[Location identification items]

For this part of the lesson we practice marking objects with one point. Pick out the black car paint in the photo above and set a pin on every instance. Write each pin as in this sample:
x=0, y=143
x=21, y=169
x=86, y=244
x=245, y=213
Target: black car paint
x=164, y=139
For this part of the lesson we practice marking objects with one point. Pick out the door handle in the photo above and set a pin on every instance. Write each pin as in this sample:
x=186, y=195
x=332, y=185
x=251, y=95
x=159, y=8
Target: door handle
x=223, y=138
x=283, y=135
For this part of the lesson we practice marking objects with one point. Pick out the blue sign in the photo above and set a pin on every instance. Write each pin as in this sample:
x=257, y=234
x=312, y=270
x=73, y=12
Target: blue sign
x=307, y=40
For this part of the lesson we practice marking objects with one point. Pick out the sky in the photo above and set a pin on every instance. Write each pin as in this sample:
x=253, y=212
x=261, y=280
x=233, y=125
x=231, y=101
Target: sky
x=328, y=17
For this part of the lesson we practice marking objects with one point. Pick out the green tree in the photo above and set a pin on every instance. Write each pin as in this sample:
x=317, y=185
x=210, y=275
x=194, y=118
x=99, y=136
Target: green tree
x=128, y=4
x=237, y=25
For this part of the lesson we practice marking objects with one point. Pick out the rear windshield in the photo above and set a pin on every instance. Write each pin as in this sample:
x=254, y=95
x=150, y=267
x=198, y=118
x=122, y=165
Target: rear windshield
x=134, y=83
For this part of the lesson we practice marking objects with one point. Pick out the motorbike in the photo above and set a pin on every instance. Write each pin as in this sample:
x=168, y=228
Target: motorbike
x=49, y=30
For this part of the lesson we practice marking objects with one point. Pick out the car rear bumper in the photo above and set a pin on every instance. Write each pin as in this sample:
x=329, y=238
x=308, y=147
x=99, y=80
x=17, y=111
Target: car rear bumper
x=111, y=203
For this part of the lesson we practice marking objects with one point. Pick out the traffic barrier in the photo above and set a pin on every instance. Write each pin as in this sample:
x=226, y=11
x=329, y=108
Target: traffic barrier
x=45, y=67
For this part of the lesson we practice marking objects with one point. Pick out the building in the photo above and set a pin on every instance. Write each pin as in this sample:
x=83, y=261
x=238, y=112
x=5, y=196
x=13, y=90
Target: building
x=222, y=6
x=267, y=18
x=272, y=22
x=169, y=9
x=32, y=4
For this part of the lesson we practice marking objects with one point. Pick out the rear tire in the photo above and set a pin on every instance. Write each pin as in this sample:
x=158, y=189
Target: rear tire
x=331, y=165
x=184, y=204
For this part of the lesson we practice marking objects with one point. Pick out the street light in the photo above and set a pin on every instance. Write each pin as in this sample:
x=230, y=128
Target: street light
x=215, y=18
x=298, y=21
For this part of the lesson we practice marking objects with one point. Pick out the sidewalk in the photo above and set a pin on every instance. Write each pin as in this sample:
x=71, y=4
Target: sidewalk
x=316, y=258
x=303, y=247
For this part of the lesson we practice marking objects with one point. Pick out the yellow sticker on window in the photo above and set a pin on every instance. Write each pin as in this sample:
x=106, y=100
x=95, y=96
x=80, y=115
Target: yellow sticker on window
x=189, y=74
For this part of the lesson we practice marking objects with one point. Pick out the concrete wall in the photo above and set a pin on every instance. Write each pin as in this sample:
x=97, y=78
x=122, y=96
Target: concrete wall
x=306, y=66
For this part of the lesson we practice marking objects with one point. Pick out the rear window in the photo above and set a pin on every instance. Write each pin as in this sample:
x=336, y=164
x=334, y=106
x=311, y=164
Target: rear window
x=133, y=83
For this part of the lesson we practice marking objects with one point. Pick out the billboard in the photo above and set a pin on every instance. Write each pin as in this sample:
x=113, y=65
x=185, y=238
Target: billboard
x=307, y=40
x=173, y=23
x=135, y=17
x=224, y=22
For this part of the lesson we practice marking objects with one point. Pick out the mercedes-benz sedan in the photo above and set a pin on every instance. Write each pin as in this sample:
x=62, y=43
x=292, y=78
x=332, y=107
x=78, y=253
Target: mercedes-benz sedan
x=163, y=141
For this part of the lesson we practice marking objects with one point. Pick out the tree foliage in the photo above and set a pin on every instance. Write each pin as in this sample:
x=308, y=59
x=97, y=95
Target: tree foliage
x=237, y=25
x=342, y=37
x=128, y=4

## Instruction
Please copy the items above word for word, starting at the line that contains "out the traffic" and stopping after the line that contains "x=184, y=204".

## Reply
For this part of the lesson we practice marking objects with one point. Pick out the traffic barrier in the photo above and set a pin on every instance. Write each pin as in this sample:
x=226, y=11
x=329, y=108
Target: traffic barrier
x=45, y=67
For this part of the lesson we practice marking objects with one point. Pick out the building in the photo above and set a pin on every instance. Write each pin as in this sample:
x=83, y=261
x=238, y=112
x=5, y=196
x=13, y=90
Target: building
x=222, y=6
x=267, y=18
x=272, y=22
x=169, y=9
x=32, y=4
For this part of the lesson we practice marking objects with one point. Pick out the rear tire in the photo above and set a pin on every instance. Write each pin as in this sample:
x=158, y=189
Target: rear tire
x=331, y=165
x=184, y=204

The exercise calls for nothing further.